=== Texte fourni ===

L’Arche réunit quatre pièces de Thomas Bernhard en un seul et unique volume : Minetti, Les Apparences sont trompeuses, Déjeuner chez Wittgenstein et Simplement compliqué.
Le prologue de Nicolas Bouchaud revient sur la langue particulière de Thomas Bernhard, et son humour pince-sans-rire. Lui qui a monté sur scène le roman Maîtres anciens dans un monologue endiablé écrit : « Il y a quelque chose d’extrêmement libérateur, mais aussi j’ai découvert un enfer que je n’avais jamais connu auparavant : apprendre un texte de Thomas Bernhard, l’apprentissage de la logorrhée bernhardienne ». Car les répétitions au sein des différentes pièces peuvent rendre fou, tels les deux frères Robert et Karl qui, dans Les Apparences sont trompeuses, dialoguent ad nauseam sur la longueur d’un pantalon.
Les quatre pièces réunies dans ce volume n’abordent pas des sujets diamétralement opposés. Dans Minetti, on suit un vieil acteur qui a joué Lear avec succès il y a trente revenir à Ostende car convoqué par le directeur du théâtre de Flensburg : va-t-il reprendre du service ? Les Apparences sont trompeuses met en rivalité deux frères, Karl, un vieil artiste de cirque, et Robert, un vieux comédien, tous deux amoureux de la même femme, Mathilde, décédée récemment. Déjeuner chez Wittgenstein met en scène trois personnages, un repas qui tourne au jeu de massacre entre deux sœurs, Dene et Ritter, et leur intellectuel de frère Voss. Enfin, Simplement compliqué, la pièce la plus courte, se resserre autour de Lui, un vieil acteur, ressassant ses gloires passées.

=== Données enregistrées ===

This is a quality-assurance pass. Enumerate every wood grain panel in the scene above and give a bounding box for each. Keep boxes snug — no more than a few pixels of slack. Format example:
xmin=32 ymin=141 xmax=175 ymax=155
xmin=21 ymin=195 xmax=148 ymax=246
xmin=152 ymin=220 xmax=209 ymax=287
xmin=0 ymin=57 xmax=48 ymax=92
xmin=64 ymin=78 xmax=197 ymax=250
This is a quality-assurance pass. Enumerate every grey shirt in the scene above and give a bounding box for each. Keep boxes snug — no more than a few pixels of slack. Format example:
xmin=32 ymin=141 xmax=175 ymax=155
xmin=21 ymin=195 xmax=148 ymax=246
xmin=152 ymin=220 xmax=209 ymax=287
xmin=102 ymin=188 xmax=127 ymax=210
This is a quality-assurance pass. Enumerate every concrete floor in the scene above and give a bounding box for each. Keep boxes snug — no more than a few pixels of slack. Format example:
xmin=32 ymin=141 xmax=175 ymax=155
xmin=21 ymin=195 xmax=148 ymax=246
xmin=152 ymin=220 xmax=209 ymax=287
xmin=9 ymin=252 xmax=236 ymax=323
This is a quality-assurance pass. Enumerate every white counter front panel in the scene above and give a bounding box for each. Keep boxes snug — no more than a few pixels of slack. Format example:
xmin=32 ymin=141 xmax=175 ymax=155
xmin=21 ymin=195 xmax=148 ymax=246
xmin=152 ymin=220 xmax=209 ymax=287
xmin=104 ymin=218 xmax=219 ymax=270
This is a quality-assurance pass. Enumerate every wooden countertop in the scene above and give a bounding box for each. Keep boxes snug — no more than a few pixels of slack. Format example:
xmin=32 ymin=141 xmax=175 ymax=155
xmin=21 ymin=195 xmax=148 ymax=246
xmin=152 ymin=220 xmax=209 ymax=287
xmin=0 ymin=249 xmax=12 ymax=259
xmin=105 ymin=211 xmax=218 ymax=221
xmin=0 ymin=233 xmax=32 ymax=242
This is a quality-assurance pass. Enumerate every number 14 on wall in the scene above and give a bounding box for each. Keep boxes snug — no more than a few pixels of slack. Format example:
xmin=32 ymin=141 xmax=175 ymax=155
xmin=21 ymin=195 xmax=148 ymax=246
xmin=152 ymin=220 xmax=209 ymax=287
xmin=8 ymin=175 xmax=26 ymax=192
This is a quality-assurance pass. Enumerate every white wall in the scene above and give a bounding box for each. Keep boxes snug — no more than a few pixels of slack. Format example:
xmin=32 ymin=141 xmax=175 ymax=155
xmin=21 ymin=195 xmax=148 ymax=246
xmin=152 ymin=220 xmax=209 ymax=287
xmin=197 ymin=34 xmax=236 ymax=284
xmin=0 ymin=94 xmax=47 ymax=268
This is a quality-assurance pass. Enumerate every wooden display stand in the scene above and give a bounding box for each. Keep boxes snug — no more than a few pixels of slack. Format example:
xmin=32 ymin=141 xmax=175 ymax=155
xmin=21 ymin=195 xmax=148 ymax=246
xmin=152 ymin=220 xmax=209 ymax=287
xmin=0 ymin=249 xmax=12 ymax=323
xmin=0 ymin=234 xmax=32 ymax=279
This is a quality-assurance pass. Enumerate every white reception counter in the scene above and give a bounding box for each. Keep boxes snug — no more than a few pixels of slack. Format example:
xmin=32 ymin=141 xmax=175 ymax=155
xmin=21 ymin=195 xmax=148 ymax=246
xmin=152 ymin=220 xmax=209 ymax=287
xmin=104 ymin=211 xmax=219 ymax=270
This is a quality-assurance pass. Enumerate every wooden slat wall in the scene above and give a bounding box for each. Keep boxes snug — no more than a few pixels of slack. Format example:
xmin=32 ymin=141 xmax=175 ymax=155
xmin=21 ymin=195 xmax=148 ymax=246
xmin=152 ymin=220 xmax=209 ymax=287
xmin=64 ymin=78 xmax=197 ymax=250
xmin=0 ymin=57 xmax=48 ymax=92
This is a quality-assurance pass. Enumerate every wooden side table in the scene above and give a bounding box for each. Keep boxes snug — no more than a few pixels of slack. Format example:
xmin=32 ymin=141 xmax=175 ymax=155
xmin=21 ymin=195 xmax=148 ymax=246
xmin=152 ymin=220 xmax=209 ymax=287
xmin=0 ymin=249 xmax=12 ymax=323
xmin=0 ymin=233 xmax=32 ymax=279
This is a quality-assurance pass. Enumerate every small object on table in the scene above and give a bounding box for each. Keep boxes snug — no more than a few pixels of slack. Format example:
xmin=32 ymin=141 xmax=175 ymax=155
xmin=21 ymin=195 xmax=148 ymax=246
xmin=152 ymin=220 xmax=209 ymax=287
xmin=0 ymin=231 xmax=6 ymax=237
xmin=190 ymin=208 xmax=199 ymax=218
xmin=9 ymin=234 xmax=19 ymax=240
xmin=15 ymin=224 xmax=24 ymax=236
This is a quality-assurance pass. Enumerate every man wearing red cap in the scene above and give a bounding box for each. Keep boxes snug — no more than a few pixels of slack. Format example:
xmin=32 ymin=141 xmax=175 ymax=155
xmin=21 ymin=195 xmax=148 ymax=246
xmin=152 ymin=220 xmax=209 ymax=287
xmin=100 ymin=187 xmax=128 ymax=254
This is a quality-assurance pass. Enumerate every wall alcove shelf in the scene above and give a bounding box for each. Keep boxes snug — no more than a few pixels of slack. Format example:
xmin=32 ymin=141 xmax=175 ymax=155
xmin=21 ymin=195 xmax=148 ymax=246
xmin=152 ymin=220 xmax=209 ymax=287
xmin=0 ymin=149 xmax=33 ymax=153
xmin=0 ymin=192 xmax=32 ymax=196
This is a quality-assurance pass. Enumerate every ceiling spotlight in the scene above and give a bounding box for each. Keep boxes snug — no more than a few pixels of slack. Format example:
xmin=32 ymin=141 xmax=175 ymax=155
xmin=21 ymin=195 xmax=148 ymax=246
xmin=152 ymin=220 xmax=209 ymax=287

===

- **Travail demandé**
A) D'après le texte, de quoi les frères Robert et Karl parlent-ils sans fin dans Les Apparences sont trompeuses ?
B) Recopiez le passage du texte qui va de « L’Arche réunit quatre » à « et Simplement compliqué. ».
Appuyez-vous uniquement sur le texte pour répondre.

- **Réponses attendues**
A) Ils parlent de la longueur d'un pantalon.

B)
L’Arche réunit quatre pièces de Thomas Bernhard en un seul et unique volume : Minetti, Les Apparences sont trompeuses, Déjeuner chez Wittgenstein et Simplement compliqué.